### Estratto del testo
--

Durante i mesi di scuola la minore sta dal padre in Italia e d’estate all’estero dalla madre: come si determina il mantenimento?
(A cura dell’Avv. Angela Brancati)
Il caso che oggi ci accingiamo ad analizzare è frutto della pronuncia dello scorso 5 giugno 2023 n.15693/2023 emessa dalla Corte di Cassazione in materia di collocamento “alternato atipico” dei minori e determinazione dell’assegno di mantenimento a favore dei figli sulla base dei tempi di permanenza presso ciascun genitore.
Il caso di specie prendeva le mosse da una pronuncia di separazione dei coniugi emessa dal Tribunale di Genova, poi impugnata ma confermata in linea di massima sia in punto collocamento sia in punto assegno di mantenimento dalla Corte d’Appello, mediante la quale l’organo giudicante preso atto del trasferimento all’estero della madre, disponeva l’affido congiunto della minore, il collocamento della stessa presso il padre durante i mesi di scuola e dalla madre durante le vacanze ed, infine, disponeva che il genitore collocatario oltre a provvedere al mantenimento diretto della figlia, corrispondesse per i mesi estivi in cui la stessa soggiornava presso l’abitazione della madre in Lituania l’importo di €500,00.
A carico della madre, stante la di lei dichiarata insussistenza di redditi e attività lavorativa, il Tribunale prima e la Corte d’Appello poi nulla disponevano in punto mantenimento durante i 9 mesi in cui la minore restava in Italia dal padre.
Avverso la pronuncia del Giudice di seconde cure il ricorrente, proponendo ricorso per Cassazione, lamentava l’ingiustizia del provvedimento prima del Tribunale e poi della Corte d’Appello nella parte in cui prevedeva che lo stesso provvedesse non solo al mantenimento diretto della figlia, in quanto genitore collocatario, ma anche alla corresponsione alla madre di un contributo al mantenimento trascorsi dalla figlia presso l’abitazione della genitrice (tendenzialmente tre mesi l’anno).
Il ricorrente, in particolare, sosteneva come il collocamento della figlia presso di sé avrebbe dovuto comportare la corresponsione di un contributo al mantenimento da parte della madre nel rispetto del principio enunciato ai sensi dell’art. 337 ter, cod. civ. e l’assenza di un contributo a proprio carico per i mesi di permanenza della minore presso la donna. In particolare, il padre contestava la pronuncia della Corte d’Appello nella parte in cui disponeva che “quanto all’assegno di mantenimento, non risultando che la P. svolga attività lavorativa né abbia redditi, ed in considerazione degli oneri di viaggio da cui è gravata per fare visita alla figlia e portarla con sé in Lituania, l’importo indicato a carico del padre appare ragionevole e congruo”.

--

### Obiettivo del compito
Ricopia fedelmente dal testo sul mantenimento della minore il passo che comincia con "(A cura dell’Avv." e termina con "presso ciascun genitore.".

### Righe di dati
--

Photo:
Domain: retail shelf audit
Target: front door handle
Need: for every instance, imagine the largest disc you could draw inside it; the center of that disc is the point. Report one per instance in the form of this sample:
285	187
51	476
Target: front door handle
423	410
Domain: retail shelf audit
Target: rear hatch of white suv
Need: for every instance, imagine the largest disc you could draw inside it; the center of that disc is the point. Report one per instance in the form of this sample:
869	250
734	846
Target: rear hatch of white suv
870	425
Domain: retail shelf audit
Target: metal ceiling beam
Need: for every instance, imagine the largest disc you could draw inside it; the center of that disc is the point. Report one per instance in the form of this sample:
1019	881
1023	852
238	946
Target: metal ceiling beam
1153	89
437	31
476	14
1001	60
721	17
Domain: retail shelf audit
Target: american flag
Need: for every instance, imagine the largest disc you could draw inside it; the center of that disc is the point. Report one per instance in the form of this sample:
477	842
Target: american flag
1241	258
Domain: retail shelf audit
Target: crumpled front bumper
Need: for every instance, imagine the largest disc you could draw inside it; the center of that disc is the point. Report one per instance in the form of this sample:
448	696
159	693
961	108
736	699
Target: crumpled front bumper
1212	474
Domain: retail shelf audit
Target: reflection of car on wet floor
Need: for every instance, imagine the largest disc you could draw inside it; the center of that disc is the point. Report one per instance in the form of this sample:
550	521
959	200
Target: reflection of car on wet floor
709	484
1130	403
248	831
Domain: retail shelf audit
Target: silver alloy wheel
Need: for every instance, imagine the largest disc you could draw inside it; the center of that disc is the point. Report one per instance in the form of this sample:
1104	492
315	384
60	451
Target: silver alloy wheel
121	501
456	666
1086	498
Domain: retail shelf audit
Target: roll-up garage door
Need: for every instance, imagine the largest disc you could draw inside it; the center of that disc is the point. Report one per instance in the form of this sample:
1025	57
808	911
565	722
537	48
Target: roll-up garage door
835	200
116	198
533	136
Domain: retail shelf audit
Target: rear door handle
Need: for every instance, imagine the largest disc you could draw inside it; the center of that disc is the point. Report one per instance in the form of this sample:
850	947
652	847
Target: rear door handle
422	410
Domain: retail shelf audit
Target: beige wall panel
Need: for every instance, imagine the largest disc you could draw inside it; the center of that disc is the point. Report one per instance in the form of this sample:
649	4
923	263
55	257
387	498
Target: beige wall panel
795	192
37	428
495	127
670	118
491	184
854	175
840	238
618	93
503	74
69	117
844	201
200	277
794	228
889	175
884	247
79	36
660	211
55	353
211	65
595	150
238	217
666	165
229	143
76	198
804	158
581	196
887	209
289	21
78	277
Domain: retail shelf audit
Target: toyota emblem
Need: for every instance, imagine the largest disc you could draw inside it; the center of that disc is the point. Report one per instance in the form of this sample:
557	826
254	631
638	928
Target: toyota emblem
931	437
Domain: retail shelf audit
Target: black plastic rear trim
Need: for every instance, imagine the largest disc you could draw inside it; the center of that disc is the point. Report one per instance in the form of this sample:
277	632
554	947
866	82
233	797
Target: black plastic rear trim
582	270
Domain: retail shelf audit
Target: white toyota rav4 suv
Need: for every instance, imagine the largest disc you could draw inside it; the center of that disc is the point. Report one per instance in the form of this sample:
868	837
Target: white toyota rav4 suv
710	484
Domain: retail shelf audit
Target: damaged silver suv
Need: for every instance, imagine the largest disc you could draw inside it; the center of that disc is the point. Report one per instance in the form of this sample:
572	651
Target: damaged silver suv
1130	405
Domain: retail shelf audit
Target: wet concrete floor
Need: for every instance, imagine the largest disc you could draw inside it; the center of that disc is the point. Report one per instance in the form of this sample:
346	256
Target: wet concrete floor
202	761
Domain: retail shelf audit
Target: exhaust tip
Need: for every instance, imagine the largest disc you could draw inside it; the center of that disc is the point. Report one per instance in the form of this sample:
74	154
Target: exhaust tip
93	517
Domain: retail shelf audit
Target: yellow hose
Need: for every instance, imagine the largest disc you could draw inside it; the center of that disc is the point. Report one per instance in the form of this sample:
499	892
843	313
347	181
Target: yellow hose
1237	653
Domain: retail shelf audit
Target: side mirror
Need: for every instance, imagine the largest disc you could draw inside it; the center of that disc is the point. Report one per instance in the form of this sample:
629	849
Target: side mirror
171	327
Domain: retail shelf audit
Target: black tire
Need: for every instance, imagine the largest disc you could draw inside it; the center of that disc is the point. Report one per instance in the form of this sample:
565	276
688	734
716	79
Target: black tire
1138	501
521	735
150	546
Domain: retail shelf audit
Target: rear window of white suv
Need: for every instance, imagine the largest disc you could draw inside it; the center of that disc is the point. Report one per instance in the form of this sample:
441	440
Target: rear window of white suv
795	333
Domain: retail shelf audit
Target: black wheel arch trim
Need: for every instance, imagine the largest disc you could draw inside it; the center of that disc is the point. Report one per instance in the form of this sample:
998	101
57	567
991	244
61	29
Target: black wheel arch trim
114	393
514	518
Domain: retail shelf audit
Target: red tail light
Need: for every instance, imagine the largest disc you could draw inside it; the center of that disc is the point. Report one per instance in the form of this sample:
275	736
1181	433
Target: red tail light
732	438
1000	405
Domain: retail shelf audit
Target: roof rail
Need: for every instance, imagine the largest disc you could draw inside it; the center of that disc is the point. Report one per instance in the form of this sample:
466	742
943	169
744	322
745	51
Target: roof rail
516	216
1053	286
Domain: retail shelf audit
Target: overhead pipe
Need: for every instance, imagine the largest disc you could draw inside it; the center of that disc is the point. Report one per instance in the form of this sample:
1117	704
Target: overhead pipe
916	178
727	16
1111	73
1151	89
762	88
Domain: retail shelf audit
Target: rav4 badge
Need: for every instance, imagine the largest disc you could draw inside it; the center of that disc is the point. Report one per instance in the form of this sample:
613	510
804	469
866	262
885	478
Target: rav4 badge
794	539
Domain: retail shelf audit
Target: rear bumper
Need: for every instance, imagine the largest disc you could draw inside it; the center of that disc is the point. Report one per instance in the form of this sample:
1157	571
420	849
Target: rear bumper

--

### Risultato richiesto
(A cura dell’Avv. Angela Brancati)
Il caso che oggi ci accingiamo ad analizzare è frutto della pronuncia dello scorso 5 giugno 2023 n.15693/2023 emessa dalla Corte di Cassazione in materia di collocamento “alternato atipico” dei minori e determinazione dell’assegno di mantenimento a favore dei figli sulla base dei tempi di permanenza presso ciascun genitore.